> [WORK INSTRUCTIONS]: Repeat exactly, please, the opening lines of the data below, through and including the line where "Target: light oak finish" sits.
=== Section Start ===
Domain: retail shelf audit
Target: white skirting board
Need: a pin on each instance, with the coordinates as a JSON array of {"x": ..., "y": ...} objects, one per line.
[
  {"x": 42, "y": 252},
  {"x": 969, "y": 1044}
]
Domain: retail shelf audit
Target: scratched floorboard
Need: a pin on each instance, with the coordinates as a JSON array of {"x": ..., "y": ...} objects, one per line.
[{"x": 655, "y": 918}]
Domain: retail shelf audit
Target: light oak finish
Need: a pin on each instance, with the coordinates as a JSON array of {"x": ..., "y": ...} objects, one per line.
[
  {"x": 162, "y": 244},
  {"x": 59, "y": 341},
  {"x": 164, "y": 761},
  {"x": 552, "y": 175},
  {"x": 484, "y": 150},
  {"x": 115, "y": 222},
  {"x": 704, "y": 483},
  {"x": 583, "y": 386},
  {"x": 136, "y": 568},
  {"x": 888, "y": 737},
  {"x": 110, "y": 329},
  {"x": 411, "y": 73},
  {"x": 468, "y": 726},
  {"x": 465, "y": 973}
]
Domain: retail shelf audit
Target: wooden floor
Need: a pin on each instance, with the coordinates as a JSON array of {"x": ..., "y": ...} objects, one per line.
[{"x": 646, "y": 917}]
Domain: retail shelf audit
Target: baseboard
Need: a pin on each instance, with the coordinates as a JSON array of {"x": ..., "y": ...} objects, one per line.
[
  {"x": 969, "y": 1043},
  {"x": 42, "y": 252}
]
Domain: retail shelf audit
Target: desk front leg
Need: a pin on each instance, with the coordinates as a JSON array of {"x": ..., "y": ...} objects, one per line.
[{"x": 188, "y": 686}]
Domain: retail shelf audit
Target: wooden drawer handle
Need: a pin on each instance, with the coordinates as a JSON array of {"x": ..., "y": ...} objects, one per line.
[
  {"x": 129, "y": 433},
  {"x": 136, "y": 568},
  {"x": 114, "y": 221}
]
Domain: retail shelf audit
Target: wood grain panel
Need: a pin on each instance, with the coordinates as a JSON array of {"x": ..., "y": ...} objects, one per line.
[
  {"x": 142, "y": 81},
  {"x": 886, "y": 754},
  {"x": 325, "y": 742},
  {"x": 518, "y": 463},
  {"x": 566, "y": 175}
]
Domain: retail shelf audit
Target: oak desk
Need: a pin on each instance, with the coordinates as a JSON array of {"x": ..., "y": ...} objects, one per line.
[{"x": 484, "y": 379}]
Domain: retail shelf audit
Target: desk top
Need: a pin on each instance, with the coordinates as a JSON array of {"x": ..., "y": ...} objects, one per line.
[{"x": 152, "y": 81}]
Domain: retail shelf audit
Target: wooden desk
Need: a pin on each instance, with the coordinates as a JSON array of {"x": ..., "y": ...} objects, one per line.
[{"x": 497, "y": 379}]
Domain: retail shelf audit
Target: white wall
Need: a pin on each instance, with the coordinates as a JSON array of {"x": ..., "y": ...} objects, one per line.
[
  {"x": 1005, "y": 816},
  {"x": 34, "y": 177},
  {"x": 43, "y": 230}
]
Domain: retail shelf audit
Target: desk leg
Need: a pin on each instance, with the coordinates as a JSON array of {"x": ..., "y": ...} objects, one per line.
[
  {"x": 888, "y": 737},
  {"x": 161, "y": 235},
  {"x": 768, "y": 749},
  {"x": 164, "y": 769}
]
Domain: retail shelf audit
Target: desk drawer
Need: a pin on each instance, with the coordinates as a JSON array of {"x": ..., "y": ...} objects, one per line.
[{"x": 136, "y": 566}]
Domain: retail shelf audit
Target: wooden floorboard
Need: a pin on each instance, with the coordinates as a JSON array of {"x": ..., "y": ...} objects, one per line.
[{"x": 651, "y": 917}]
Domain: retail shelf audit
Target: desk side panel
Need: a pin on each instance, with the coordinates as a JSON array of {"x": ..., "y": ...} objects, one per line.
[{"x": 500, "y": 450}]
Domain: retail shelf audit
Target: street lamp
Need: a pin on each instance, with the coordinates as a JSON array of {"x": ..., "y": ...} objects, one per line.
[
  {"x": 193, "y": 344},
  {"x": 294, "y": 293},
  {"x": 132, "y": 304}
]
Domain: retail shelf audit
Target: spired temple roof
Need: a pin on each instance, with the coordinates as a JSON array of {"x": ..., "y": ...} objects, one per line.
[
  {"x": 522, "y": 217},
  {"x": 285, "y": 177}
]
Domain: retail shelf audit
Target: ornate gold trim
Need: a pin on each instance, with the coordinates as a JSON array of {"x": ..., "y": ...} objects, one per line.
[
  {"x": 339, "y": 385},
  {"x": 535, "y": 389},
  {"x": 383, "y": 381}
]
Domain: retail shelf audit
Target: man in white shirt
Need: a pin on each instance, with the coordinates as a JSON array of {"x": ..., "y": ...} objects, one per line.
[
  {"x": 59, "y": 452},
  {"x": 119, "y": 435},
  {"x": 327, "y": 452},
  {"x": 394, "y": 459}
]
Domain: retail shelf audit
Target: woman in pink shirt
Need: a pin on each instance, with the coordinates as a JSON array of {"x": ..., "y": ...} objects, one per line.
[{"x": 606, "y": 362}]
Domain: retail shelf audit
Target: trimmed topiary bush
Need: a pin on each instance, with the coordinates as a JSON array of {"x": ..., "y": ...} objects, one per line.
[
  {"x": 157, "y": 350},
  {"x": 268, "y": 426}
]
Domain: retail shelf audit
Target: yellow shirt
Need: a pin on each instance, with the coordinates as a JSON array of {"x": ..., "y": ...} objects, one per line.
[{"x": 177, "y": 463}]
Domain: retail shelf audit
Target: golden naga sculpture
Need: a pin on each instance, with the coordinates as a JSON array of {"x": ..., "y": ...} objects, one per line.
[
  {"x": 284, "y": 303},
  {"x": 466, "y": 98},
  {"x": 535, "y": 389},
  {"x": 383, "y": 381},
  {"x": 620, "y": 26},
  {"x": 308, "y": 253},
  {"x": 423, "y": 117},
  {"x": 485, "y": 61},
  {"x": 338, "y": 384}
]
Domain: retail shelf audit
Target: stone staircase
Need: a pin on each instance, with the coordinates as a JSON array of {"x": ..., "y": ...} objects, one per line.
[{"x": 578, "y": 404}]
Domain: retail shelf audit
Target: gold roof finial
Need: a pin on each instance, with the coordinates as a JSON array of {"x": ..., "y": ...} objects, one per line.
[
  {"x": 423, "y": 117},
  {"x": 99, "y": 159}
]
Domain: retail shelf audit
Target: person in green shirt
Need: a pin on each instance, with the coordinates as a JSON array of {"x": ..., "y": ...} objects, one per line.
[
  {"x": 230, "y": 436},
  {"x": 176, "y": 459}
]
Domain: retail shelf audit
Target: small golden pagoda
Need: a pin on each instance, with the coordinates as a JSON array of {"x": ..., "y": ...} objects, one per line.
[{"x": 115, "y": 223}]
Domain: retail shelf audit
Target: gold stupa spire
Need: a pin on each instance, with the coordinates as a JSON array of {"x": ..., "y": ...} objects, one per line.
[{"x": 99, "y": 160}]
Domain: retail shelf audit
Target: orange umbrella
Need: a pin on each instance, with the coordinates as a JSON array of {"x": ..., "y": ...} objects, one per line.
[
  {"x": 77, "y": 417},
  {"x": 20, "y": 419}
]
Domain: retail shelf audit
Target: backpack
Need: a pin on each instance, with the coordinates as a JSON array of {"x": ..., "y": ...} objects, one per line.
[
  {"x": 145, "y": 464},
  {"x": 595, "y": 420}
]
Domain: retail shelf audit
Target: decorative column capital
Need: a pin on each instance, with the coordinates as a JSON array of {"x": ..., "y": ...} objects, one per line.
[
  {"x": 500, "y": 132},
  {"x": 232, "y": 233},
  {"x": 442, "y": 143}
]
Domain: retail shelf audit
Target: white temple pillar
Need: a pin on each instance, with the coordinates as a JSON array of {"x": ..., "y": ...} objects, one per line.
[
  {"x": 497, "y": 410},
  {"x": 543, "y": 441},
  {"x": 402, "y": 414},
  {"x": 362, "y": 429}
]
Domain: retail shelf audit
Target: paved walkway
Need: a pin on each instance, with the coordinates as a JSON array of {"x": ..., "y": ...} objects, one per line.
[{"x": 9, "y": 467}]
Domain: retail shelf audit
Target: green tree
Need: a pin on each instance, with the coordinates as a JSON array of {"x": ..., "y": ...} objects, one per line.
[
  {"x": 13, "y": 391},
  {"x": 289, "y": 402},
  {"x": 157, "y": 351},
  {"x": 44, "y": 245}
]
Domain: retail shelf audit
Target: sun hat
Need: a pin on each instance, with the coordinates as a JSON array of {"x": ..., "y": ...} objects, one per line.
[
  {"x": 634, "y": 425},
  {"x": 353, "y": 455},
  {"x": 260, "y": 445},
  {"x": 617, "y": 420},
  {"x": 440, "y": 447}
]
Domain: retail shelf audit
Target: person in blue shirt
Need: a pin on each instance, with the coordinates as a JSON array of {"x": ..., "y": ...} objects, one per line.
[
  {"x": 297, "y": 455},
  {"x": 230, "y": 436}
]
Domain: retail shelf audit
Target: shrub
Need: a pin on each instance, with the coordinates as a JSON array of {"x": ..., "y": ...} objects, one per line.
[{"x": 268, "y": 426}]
=== Section End ===
> [SOLUTION FOR THIS PROBLEM]:
Domain: retail shelf audit
Target: white skirting board
Need: a pin on each instance, with the coordinates as a JSON array of {"x": ..., "y": ...} objects, one per line.
[
  {"x": 42, "y": 252},
  {"x": 969, "y": 1044}
]
Domain: retail shelf audit
Target: scratched floorboard
Need: a pin on each instance, with the coordinates as a JSON array of {"x": ..., "y": ...} objects, one per line.
[{"x": 655, "y": 918}]
Domain: retail shelf audit
Target: light oak finish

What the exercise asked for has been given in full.